What you will do:
• a. In the South Tarawa passage, where is the House of Assembly located?
• b. Continue the South Tarawa passage from its final sentence.

Provided passage:

Island of the Republic of Kiribati

South Tarawa (Tarawa Teinainano) is the capital and hub of the Republic of Kiribati and home to more than half of Kiribati's population. The South Tarawa population centre consists of all the small islets from Betio in the west to Bonriki and Tanaea in the north-east, connected by the South Tarawa main road, with an approximate population of 73,073 As of 2026.

South Tarawa is home to most of the government, commercial and education facilities in Kiribati including the Port and the High Court at Betio, the State House, Government Ministries and foreign embassies and High Commissions in Bairiki, the University of the South Pacific campus in Teaoraereke, the House of Assembly in Ambo, the Kiribati Teacher College and King George V and Elaine Bernacchi School, the Government High School, is in Bikenibeu, and the Tungaru central hospital in Nawerewere. The Roman Catholic Diocese is based in Teaoraereke, the Kiribati Uniting Church in Antebuka, the National Spiritual Assembly of the Bahá’ís of Kiribati in Bikenibeu, and the Church of Jesus Christ of Latter-day Saints in Eita.

Source material:
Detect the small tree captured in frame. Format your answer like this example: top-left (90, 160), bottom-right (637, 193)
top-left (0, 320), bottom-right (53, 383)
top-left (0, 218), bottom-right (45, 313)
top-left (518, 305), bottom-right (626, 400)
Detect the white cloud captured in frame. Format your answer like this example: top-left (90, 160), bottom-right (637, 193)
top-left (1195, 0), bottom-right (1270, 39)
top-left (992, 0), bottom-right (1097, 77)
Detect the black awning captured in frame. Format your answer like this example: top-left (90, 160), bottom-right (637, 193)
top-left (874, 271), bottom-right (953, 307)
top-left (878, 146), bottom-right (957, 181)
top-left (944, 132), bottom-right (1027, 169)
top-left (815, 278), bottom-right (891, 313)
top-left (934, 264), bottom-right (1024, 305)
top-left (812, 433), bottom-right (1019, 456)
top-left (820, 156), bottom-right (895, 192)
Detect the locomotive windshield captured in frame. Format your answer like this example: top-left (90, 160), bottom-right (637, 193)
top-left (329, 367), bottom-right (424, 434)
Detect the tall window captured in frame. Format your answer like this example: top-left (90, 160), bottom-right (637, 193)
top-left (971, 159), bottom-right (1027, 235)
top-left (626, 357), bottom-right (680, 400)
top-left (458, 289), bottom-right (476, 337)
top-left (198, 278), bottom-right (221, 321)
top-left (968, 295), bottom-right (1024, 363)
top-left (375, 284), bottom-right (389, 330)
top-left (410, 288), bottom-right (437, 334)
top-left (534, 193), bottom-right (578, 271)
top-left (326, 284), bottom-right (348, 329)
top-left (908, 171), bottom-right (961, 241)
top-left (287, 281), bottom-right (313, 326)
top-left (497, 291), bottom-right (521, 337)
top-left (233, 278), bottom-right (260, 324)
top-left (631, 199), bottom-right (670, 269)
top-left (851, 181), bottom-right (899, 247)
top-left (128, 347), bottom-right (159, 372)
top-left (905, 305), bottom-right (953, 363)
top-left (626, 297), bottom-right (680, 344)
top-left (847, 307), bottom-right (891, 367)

Task responses:
• a. Ambo

• b.
== Administration ==
At the local government level, South Tarawa has two administrative subdivisions, created by John Hilary Smith in 1972:
- Betio Town Council (or BTC) on Betio
- Teinainano Urban Council (or TUC), from Bairiki to Tanaea (the meaning of teinainano is "down of the mast", alluding to the sail-shape of the atoll)

Buota, which is part of North Tarawa and administered by the Eutan Tarawa Council (or ETC), is linked by road to South Tarawa and is experiencing many similar issues of rapid population growth, urbanisation and environmental degradation.

Flag of Teinainano Urban Council.

Flag of Betio Town Council.

== Geography ==

Map of South Tarawa (orange) and North Tarawa (green) within Tarawa Atoll.

South Tarawa is a string of islets on the atoll of Tarawa, between the Tarawa Lagoon to the north, with a maximum depth of 25 m, and the Pacific Ocean to the south, with a depth of up to 4000 m. The island has been built from sediments from the lagoon.

The process of soil accumulation is driven by the dominant easterly trade winds and can be reversed during extended periods of westerly winds during El Niño–Southern Oscillations.

These islets are now joined by causeways, forming one long islet on the reef along the southern side of the Tarawa Lagoon. Most of South Tarawa is less than 3 m above sea level with an average width of only 450 m.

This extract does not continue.